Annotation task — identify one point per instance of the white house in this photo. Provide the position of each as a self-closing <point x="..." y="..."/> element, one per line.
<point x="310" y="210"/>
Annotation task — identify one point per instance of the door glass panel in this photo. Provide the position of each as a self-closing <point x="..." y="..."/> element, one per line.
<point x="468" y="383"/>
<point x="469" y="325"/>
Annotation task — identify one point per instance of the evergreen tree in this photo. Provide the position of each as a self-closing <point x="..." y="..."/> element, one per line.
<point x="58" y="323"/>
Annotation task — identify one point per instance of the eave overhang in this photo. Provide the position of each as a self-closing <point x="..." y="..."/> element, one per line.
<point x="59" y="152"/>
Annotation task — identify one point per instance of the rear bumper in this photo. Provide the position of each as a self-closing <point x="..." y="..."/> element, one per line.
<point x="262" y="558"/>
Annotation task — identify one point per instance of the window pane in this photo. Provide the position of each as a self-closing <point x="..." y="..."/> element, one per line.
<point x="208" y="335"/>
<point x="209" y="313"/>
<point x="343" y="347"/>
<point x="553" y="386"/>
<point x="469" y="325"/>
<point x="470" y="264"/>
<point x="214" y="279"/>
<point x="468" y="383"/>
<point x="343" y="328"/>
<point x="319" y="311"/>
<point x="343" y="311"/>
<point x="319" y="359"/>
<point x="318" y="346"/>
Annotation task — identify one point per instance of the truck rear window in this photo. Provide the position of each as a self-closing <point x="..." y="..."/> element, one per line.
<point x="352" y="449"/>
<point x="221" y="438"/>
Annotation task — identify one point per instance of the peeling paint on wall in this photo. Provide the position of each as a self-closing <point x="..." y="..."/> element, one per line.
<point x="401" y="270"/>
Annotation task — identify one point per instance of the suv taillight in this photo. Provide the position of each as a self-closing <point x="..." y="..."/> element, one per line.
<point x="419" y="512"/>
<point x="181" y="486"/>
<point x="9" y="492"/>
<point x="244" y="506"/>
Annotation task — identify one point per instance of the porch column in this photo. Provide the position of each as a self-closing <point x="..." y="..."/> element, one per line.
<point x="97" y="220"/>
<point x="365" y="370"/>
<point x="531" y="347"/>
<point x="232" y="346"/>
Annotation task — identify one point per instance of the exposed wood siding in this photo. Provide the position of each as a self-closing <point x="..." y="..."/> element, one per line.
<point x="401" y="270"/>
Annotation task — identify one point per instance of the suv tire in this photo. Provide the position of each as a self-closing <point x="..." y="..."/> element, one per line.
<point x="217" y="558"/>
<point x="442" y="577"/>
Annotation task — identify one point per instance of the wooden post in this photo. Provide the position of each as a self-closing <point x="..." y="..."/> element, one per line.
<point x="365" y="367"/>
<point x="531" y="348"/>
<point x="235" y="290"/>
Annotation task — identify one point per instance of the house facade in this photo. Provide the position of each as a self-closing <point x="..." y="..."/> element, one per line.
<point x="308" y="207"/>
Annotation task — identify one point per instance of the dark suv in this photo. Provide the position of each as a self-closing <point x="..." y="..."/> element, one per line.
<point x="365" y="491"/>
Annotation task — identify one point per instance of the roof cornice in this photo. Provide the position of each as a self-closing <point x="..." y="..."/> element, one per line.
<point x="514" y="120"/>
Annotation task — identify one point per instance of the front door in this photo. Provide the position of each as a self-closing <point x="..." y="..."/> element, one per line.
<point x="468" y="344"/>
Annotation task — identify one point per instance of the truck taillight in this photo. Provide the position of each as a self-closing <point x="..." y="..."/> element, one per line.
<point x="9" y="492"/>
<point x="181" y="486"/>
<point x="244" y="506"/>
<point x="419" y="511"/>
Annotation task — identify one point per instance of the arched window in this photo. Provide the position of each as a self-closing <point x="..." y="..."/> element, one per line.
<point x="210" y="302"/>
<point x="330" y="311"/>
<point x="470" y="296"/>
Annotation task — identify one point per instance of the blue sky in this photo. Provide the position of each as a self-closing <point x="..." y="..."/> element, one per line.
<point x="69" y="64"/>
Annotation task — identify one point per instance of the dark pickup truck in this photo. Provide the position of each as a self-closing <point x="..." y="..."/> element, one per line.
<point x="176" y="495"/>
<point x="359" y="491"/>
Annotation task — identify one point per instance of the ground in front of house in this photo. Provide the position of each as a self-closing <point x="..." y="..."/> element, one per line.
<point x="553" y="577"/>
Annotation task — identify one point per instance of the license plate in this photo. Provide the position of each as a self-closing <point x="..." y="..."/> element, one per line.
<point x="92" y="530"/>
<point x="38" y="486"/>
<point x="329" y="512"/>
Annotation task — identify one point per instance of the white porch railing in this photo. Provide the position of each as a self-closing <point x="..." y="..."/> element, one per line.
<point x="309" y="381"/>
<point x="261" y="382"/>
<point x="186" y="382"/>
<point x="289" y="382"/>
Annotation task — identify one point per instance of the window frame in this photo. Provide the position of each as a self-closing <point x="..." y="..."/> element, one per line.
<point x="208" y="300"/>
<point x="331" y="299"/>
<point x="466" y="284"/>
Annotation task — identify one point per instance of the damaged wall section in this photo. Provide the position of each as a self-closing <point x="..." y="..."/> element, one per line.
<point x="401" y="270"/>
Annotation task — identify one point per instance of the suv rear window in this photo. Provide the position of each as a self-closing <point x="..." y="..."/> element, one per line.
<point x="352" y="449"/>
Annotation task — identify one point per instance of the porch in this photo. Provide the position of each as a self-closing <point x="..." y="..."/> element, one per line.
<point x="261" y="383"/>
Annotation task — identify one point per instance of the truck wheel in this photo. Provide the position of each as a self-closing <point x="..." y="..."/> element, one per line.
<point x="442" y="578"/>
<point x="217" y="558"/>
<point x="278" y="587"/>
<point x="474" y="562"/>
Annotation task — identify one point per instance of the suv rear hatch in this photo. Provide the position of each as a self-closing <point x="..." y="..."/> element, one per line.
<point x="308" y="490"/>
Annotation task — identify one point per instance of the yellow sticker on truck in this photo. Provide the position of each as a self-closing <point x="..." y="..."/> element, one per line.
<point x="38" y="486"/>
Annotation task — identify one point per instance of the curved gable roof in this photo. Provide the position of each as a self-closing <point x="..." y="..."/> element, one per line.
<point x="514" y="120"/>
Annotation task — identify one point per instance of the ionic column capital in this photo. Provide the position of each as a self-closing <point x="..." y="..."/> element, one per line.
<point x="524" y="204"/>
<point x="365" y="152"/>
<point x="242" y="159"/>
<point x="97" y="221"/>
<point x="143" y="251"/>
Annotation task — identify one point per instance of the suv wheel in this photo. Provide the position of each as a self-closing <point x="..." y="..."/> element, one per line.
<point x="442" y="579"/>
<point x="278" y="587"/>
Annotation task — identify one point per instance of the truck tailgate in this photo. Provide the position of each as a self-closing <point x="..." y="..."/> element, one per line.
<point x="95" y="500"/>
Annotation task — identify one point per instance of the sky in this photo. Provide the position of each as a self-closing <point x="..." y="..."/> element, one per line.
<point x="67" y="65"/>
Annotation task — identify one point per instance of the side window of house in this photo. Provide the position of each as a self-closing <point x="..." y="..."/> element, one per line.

*REQUIRED WORK:* Output the records once more, exactly as they stand.

*ANSWER FOR THIS EXERCISE:*
Annotation task — identify one point per instance of the white house in this photo. Provide the position of each as a self-closing <point x="..." y="..."/> element, one per line.
<point x="310" y="210"/>
Annotation task — identify one point per instance of the door glass panel in this photo. Provide the position of each as a self-closing <point x="..." y="..."/> element, one per line.
<point x="468" y="383"/>
<point x="469" y="325"/>
Annotation task — identify one point per instance of the evergreen tree in this photo. Provide the position of each as a self-closing <point x="..." y="..."/> element, one per line.
<point x="58" y="323"/>
Annotation task — identify one point per instance of the eave overhang in this photo. Provide the position of each as a self-closing <point x="..." y="..."/> element, one per line.
<point x="59" y="152"/>
Annotation task — identify one point per instance of the rear bumper in this photo. Provide the position of each as a self-closing <point x="..." y="..."/> element, one per line.
<point x="262" y="558"/>
Annotation task — identify one point per instance of the window pane in this photo. Provide the position of each as a self-closing <point x="..." y="..."/> element, one per line.
<point x="208" y="335"/>
<point x="209" y="313"/>
<point x="343" y="347"/>
<point x="553" y="386"/>
<point x="469" y="325"/>
<point x="470" y="264"/>
<point x="214" y="279"/>
<point x="468" y="383"/>
<point x="343" y="328"/>
<point x="319" y="311"/>
<point x="343" y="311"/>
<point x="319" y="359"/>
<point x="318" y="346"/>
Annotation task — identify one point per instance of the truck rear window in this photo. Provide the position of each as a self-closing <point x="..." y="..."/> element, one per line.
<point x="352" y="449"/>
<point x="221" y="438"/>
Annotation task — identify one point per instance of the peeling paint on wall in this photo. Provide the position of each as a self-closing <point x="..." y="..."/> element, one per line.
<point x="401" y="270"/>
Annotation task — identify one point per instance of the suv taillight in this photo. Provide the position of each as a self-closing <point x="..." y="..."/> element, one per line.
<point x="419" y="512"/>
<point x="181" y="486"/>
<point x="9" y="492"/>
<point x="244" y="506"/>
Annotation task — identify one point per instance of the porch column in this photo. Provide the position of each as a self-closing <point x="..." y="..."/> element, one per line.
<point x="97" y="220"/>
<point x="365" y="370"/>
<point x="531" y="347"/>
<point x="232" y="346"/>
Annotation task — identify one point per instance of the exposed wood siding in this photo. Provide the position of each as a self-closing <point x="..." y="..."/> element, one per line.
<point x="401" y="270"/>
Annotation task — identify one point per instance of the suv tire in this photo. Provide the position of each as a self-closing <point x="..." y="..."/> element, one per line.
<point x="217" y="558"/>
<point x="442" y="577"/>
Annotation task — identify one point per instance of the wooden post in this photo. Provide the position of each as a self-closing <point x="..." y="..."/> element, one per line.
<point x="365" y="367"/>
<point x="531" y="348"/>
<point x="235" y="290"/>
Annotation task — identify one point per instance of the house facade in this photo. Provide the position of each as a self-closing <point x="..." y="..."/> element, one per line.
<point x="308" y="207"/>
Annotation task — identify one point per instance of the dark suv in this photo. Provide the position of each as a self-closing <point x="..." y="..."/> element, one per line.
<point x="365" y="491"/>
Annotation task — identify one point per instance of the roof cornice in this photo. Provide the position of each as a self-closing <point x="..." y="..."/> element, one per line.
<point x="514" y="120"/>
Annotation task — identify one point per instance of the front door in this photo. Provide the position of each as a self-closing <point x="..." y="..."/> element, one per line.
<point x="468" y="344"/>
Annotation task — identify one point per instance of the truck taillight in this photo. Provide the position of each as a self-closing <point x="..." y="..."/> element, one per line.
<point x="9" y="492"/>
<point x="181" y="486"/>
<point x="244" y="506"/>
<point x="419" y="511"/>
Annotation task — identify one point per instance of the arched window in this photo. Provide the position of each as a self-closing <point x="..." y="..."/> element, one per line.
<point x="210" y="302"/>
<point x="330" y="311"/>
<point x="470" y="296"/>
Annotation task — identify one point per instance of the blue sky in this photo. Provide the position of each as a self-closing <point x="..." y="..."/> element, one per line.
<point x="69" y="64"/>
Annotation task — identify one point per instance of the dark pickup truck in this photo. Provide the position of each as a self-closing <point x="..." y="..."/> element, one per line.
<point x="176" y="495"/>
<point x="359" y="491"/>
Annotation task — identify one point per instance of the ground in front of house in this photo. Provide the position of each as a self-closing <point x="..." y="..."/> element, one per line.
<point x="553" y="577"/>
Annotation task — identify one point per instance of the license plate in this photo. Provide the position of each as a self-closing <point x="..." y="..."/> element, one per line.
<point x="92" y="530"/>
<point x="38" y="486"/>
<point x="329" y="512"/>
Annotation task — identify one point per instance of the white porch railing in this photo. Provide the position of each as a self-closing <point x="..." y="..."/> element, one per line.
<point x="309" y="381"/>
<point x="261" y="382"/>
<point x="186" y="382"/>
<point x="289" y="382"/>
Annotation task — identify one point per instance of the window frame in this photo. Provide the position of each as a self-closing <point x="..." y="..."/> element, one per line.
<point x="208" y="300"/>
<point x="331" y="299"/>
<point x="466" y="284"/>
Annotation task — identify one point per instance of the damaged wall section in this photo. Provide the position of each as a self-closing <point x="..." y="..."/> element, one per line.
<point x="401" y="270"/>
Annotation task — identify one point per instance of the suv rear window in this photo. Provide the position of each as a self-closing <point x="..." y="..."/> element, one per line.
<point x="352" y="449"/>
Annotation task — identify one point per instance of the porch in this photo. Provide the position of each as a self-closing <point x="..." y="..."/> element, one per line.
<point x="261" y="383"/>
Annotation task — identify one point per instance of the truck wheel in this photo. Provide the position of each as a self-closing <point x="..." y="..."/> element, one per line.
<point x="442" y="578"/>
<point x="217" y="558"/>
<point x="278" y="587"/>
<point x="474" y="562"/>
Annotation task — identify one point per instance of the suv rear hatch in this photo. Provide the position of each as a self-closing <point x="..." y="..."/> element, one per line.
<point x="308" y="490"/>
Annotation task — identify one point per instance of the yellow sticker on truck in this photo. Provide the position of each as a self-closing <point x="..." y="..."/> element, one per line.
<point x="38" y="486"/>
Annotation task — identify one point per instance of the curved gable roof in this photo. Provide the position of each as a self-closing <point x="..." y="..."/> element, one per line.
<point x="514" y="120"/>
Annotation task — identify one point per instance of the ionic column capital in this photo. Provide the position of each as a self-closing <point x="..." y="..."/> element, one per line.
<point x="524" y="204"/>
<point x="365" y="152"/>
<point x="242" y="159"/>
<point x="97" y="221"/>
<point x="143" y="251"/>
Annotation task — identify one point per instance of the suv wheel in this photo. Provide the position of each as a self-closing <point x="..." y="..."/> element, one per line.
<point x="442" y="579"/>
<point x="278" y="587"/>
Annotation task — identify one point per instance of the truck tailgate in this photo. Provide the position of each as a self-closing <point x="..." y="..."/> element, one per line.
<point x="95" y="500"/>
Annotation task — identify one point per instance of the sky in this photo. Provide the position of each as a self-closing <point x="..." y="..."/> element, one per line.
<point x="67" y="65"/>
Annotation task — identify one point per instance of the side window of house in this photo. Provide the position of each as a self-closing <point x="..." y="..."/> element, one per line.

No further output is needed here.